▶ _What to do_:
Look through the entries below and say how many lines contain the string "lion". Give the number only.
####
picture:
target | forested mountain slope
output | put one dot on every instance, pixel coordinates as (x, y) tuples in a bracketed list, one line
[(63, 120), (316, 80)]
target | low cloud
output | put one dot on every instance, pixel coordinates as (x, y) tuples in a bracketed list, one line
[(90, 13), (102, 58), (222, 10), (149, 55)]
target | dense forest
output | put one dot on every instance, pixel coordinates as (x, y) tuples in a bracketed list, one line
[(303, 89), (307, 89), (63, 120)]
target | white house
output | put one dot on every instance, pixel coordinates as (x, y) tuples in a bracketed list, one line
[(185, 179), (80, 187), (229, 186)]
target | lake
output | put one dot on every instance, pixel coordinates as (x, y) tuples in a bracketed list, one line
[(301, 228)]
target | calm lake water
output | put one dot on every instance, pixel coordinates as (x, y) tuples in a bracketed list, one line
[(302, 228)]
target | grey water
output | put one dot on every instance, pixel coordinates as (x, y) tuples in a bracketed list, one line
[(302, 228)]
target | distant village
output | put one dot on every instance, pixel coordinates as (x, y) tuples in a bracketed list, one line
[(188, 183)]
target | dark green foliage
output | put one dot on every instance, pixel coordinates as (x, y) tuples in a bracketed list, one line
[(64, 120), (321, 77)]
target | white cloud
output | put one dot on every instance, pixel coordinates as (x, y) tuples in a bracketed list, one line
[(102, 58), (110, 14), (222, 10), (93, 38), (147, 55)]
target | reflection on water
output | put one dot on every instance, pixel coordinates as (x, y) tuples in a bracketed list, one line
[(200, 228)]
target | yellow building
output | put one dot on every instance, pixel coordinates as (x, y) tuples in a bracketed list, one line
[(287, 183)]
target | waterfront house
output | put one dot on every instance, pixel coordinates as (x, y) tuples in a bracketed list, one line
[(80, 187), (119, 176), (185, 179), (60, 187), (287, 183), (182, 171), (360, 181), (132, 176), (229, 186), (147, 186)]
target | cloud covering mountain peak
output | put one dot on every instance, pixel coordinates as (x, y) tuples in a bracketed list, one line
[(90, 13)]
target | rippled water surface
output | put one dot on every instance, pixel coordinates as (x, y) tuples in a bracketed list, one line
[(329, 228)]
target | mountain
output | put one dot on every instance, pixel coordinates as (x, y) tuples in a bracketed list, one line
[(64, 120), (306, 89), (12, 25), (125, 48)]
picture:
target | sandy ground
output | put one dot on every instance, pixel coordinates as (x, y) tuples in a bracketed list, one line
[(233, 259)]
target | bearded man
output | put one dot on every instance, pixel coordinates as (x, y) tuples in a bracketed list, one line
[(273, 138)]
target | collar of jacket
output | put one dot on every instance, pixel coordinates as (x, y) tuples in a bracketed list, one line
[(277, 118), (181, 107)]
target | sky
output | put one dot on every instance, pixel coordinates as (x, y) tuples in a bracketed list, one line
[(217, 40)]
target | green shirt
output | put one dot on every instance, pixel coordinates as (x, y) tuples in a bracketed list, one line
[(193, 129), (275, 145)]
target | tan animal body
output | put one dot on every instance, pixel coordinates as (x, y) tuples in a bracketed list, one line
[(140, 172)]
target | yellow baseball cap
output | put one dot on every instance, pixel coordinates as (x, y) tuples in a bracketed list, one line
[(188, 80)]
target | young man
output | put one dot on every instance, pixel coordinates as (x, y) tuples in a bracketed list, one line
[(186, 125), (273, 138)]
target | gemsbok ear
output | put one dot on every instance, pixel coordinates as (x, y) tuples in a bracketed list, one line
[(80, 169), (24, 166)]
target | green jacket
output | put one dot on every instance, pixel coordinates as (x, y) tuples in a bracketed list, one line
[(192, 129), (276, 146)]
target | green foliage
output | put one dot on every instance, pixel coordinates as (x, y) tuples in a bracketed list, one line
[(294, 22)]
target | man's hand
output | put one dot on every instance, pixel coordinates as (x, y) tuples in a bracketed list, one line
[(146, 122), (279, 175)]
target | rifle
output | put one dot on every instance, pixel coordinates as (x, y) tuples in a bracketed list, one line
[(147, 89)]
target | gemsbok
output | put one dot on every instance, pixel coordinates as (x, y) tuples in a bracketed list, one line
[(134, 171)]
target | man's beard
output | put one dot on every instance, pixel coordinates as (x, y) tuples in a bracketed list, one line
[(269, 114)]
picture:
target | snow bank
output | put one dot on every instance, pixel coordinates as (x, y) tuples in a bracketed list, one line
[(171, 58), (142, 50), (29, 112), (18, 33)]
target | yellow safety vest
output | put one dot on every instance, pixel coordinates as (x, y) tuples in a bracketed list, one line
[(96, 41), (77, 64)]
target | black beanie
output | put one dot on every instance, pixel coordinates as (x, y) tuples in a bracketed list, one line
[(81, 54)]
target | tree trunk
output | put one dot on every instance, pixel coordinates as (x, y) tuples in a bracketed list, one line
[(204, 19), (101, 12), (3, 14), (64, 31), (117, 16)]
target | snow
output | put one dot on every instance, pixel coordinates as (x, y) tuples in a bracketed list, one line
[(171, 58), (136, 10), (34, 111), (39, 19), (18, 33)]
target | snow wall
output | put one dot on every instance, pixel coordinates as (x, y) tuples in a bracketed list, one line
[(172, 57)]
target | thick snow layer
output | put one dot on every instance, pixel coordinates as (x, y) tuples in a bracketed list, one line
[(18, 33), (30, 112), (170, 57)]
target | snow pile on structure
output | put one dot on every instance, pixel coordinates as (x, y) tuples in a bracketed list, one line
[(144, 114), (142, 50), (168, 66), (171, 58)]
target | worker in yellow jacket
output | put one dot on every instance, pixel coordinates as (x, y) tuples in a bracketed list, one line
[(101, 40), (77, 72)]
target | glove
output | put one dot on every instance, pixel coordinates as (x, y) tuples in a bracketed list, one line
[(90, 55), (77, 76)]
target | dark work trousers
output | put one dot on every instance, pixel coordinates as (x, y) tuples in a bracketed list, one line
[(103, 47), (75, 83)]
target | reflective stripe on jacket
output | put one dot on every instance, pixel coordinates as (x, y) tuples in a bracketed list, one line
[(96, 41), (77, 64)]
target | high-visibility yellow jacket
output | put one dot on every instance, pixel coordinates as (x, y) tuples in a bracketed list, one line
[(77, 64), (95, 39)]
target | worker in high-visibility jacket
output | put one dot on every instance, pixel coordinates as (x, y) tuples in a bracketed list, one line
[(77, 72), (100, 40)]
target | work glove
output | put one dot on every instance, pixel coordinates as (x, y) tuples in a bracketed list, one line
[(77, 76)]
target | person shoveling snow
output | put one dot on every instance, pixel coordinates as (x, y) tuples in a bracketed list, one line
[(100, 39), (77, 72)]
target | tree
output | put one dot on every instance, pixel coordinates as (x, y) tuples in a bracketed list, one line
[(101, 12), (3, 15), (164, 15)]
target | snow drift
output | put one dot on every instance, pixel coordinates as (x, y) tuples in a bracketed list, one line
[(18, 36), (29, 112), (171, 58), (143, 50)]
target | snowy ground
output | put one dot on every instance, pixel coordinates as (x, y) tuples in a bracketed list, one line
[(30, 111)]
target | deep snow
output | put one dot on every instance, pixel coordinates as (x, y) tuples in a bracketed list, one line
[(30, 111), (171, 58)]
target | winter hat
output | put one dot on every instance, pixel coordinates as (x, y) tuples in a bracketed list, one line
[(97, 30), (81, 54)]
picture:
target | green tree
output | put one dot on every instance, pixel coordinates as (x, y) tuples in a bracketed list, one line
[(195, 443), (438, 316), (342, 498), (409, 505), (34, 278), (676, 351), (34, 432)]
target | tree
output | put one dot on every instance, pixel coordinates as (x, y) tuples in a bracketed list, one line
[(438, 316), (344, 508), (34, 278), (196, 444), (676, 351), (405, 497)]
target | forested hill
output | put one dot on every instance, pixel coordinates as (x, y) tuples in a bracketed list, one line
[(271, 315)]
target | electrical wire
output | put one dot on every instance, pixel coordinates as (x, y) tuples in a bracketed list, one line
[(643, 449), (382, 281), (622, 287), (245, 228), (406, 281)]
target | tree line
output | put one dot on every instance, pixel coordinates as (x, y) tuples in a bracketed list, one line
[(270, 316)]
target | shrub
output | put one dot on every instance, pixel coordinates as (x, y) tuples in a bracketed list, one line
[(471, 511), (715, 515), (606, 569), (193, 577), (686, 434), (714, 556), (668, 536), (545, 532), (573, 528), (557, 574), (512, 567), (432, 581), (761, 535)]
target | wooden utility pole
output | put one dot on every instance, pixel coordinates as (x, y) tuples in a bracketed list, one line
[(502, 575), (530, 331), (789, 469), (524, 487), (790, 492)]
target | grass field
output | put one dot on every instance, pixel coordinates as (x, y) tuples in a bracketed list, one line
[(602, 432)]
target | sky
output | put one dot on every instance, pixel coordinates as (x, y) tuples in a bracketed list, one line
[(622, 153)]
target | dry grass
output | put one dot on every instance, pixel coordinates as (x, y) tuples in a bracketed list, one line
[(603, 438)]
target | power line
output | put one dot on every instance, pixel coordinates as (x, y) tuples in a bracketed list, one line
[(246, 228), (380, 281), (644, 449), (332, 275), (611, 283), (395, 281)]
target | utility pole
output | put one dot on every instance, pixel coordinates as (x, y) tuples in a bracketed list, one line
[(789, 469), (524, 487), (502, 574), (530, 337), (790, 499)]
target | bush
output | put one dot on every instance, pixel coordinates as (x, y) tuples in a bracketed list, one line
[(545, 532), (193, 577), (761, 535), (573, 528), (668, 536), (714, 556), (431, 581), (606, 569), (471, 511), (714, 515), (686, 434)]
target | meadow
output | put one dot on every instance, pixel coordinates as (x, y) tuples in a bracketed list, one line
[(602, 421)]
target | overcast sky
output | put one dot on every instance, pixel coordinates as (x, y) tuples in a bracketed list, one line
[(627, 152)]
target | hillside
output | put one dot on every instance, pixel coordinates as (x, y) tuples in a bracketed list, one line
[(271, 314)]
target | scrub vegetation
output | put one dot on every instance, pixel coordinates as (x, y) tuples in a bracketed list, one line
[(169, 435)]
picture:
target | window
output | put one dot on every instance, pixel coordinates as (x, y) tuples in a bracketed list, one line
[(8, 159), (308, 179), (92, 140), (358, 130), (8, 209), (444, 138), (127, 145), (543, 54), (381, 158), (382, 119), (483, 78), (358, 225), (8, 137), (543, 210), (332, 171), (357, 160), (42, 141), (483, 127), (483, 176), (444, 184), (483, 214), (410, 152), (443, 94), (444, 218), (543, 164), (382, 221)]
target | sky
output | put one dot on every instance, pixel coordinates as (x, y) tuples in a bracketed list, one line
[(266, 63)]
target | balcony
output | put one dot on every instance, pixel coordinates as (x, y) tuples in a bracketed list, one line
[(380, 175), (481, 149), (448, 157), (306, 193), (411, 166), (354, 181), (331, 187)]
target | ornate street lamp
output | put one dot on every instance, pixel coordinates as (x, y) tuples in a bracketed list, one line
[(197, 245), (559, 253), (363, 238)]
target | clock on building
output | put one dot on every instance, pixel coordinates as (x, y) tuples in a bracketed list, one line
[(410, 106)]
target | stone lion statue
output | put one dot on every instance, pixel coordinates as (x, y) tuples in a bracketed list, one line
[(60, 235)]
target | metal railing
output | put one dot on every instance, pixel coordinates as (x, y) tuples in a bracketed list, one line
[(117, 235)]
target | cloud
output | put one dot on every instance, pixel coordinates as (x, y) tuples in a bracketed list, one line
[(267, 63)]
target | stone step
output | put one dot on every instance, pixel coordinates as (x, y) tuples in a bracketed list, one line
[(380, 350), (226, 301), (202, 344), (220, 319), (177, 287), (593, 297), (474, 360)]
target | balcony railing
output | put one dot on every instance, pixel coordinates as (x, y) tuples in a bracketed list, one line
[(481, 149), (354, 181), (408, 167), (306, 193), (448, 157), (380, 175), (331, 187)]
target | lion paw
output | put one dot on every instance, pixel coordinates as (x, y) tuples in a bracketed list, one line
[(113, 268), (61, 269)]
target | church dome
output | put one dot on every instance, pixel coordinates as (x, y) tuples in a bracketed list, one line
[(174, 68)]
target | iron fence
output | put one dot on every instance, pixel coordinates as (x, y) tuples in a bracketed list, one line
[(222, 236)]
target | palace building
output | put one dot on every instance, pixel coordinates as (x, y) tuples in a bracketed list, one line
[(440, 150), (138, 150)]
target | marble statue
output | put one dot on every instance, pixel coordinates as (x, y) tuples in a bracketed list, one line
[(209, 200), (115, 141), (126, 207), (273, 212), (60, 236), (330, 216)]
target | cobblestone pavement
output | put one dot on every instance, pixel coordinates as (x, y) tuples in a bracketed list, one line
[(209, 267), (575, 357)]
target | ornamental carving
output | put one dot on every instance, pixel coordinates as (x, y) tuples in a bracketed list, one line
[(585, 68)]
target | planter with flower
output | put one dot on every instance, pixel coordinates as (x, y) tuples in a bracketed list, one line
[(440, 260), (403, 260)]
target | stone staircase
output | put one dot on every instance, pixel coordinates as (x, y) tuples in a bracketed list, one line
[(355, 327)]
####
▶ _Output for this exercise_:
2